##### DATA EXCERPTS

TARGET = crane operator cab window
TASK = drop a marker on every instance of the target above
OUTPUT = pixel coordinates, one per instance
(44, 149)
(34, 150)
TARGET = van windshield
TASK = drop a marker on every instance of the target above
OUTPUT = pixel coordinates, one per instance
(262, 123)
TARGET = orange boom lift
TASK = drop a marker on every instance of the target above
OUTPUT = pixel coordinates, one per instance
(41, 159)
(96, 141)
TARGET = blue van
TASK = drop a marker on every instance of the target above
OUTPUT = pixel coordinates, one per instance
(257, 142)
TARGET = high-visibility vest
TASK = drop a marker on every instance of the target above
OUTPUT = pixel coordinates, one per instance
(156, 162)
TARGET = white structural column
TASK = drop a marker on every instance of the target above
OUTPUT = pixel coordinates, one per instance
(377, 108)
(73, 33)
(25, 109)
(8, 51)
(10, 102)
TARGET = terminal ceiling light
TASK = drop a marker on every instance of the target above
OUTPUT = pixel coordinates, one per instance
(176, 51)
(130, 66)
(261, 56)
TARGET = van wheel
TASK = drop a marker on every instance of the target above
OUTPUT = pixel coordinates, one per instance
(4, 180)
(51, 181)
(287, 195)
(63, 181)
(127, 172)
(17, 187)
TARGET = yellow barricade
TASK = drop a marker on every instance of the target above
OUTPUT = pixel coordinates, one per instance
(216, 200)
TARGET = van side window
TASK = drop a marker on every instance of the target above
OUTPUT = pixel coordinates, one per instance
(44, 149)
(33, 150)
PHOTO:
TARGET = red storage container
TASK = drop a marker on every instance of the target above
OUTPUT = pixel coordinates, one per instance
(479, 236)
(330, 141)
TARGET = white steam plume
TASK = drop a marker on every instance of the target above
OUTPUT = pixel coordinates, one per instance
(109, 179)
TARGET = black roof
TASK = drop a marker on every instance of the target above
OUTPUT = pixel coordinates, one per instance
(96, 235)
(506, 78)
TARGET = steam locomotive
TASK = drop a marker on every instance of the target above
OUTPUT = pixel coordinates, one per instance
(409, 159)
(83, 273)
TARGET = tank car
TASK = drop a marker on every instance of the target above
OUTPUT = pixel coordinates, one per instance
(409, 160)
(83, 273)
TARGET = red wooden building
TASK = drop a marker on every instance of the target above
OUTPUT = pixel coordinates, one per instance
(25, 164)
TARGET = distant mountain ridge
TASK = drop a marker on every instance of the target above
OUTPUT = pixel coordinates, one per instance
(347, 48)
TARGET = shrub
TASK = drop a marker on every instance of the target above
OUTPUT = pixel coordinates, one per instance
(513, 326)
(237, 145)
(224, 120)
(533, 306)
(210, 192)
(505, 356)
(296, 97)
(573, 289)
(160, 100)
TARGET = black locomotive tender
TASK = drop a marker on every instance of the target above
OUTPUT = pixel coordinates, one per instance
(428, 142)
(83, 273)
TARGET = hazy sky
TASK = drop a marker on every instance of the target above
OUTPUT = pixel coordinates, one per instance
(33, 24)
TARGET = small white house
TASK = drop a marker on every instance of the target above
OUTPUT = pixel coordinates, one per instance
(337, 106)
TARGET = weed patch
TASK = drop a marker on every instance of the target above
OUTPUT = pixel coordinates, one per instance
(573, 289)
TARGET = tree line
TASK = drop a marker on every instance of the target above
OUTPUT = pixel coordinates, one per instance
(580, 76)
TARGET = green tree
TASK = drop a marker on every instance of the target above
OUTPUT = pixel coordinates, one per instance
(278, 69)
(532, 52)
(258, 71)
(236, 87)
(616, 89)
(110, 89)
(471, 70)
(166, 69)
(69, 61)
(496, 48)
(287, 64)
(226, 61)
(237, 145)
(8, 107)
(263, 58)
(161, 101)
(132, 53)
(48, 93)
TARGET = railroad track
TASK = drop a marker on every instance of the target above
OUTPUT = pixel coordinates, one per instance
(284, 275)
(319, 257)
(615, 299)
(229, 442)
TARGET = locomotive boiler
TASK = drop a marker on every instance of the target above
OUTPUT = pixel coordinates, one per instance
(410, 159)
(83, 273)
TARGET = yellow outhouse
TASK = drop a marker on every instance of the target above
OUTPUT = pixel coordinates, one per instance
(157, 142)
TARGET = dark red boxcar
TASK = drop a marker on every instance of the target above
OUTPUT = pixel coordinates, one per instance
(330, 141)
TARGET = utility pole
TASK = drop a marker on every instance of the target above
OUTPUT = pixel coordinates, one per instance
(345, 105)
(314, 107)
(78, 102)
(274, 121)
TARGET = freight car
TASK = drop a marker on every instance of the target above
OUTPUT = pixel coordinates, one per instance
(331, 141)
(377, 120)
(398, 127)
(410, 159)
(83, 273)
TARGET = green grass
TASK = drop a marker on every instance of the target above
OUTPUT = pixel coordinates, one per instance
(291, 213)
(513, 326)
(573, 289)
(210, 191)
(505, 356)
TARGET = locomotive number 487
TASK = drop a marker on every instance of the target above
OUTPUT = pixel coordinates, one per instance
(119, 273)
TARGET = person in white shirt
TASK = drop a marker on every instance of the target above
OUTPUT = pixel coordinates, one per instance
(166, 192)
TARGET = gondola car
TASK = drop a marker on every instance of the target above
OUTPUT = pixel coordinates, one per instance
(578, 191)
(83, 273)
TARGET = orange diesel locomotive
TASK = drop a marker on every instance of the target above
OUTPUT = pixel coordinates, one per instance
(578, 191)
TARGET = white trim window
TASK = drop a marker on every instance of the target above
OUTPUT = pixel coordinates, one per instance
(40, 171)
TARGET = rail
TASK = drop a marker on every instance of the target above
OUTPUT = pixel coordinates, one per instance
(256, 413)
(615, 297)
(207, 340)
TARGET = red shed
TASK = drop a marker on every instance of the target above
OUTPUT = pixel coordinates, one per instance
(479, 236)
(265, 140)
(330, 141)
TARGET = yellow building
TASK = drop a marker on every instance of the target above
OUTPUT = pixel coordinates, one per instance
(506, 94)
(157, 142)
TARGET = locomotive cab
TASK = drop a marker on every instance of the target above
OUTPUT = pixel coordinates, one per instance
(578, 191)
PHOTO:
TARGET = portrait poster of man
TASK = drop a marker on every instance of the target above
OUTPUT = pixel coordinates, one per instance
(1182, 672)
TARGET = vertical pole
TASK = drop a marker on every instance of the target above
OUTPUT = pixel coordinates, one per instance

##########

WORK TO DO: Rewrite everything from "TARGET = white trim window" down to the end of the items, swapping "marker" for "pin" and leaving all else as is.

WRITTEN REPLY:
TARGET = white trim window
TASK = drop a pin on every instance of the target above
OUTPUT = pixel coordinates, one per instance
(40, 171)
TARGET = rail
TASK = drop a pin on every instance of the target above
OUTPUT = pixel coordinates, one per instance
(256, 413)
(615, 297)
(207, 340)
TARGET = red shed
TASK = drop a pin on every instance of the target above
OUTPUT = pixel coordinates, one per instance
(479, 236)
(265, 140)
(330, 141)
TARGET = yellow building
TASK = drop a pin on every instance of the target above
OUTPUT = pixel coordinates, one per instance
(506, 94)
(157, 142)
TARGET = locomotive cab
TASK = drop a pin on every instance of the target above
OUTPUT = pixel coordinates, one per instance
(578, 191)
PHOTO:
TARGET = portrait poster of man
TASK = drop a pin on every instance of the target above
OUTPUT = pixel coordinates, one per instance
(1182, 672)
TARGET = vertical pole
TASK = drop a pin on every instance of the target above
OUTPUT = pixel coordinates, one per instance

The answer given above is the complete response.